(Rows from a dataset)
═══

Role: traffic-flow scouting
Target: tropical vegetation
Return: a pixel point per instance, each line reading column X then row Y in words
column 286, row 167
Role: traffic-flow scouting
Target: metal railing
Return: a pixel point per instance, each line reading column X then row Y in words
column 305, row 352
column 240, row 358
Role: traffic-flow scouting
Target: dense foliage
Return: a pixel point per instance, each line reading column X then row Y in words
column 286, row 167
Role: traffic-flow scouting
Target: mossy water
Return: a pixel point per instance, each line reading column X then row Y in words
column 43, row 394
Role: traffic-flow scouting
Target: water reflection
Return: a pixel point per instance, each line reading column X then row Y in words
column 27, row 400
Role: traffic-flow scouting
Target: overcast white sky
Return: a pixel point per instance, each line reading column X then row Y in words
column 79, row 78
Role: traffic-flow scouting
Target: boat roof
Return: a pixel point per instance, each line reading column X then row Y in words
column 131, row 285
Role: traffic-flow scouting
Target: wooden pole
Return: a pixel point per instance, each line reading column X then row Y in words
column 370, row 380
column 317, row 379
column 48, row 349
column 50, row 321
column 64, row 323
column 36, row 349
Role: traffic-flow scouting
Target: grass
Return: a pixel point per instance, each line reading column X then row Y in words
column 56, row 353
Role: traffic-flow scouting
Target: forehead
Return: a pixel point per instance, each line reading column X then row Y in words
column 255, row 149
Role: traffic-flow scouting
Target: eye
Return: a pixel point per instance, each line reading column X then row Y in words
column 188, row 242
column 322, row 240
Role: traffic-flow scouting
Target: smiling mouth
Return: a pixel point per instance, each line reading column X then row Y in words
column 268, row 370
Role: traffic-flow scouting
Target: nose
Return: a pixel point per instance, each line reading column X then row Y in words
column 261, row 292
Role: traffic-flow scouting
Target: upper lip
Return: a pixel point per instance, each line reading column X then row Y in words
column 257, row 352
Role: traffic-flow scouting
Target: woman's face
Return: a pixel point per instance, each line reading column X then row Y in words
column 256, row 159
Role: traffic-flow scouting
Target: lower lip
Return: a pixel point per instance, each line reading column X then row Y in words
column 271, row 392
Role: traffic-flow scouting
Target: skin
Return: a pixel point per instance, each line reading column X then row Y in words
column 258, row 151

═══

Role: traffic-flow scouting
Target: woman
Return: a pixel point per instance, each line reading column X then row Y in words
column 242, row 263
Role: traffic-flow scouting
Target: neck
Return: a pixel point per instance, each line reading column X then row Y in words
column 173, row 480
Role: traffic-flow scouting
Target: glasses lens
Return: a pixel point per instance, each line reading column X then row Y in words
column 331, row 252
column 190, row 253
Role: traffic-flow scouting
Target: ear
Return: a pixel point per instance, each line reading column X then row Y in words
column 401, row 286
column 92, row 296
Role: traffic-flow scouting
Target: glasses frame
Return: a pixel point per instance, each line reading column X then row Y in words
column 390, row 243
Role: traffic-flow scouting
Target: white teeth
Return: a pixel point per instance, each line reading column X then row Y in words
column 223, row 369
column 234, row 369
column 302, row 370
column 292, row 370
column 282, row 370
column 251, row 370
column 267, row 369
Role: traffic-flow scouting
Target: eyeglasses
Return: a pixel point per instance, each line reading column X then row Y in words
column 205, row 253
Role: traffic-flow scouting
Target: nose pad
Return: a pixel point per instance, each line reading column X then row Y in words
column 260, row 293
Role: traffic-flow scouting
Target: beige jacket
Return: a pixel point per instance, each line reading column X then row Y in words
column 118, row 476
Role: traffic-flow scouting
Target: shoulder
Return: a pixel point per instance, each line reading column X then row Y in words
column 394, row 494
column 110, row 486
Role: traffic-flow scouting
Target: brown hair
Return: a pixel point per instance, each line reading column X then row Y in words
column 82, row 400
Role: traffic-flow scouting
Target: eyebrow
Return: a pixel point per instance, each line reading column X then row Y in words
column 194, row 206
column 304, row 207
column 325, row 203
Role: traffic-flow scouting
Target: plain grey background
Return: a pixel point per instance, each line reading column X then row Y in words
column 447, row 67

═══

What this task involves: List every line in the records above that contains the word "water", copying each one in full.

Answer to the task:
Target: mossy water
Target: water reflection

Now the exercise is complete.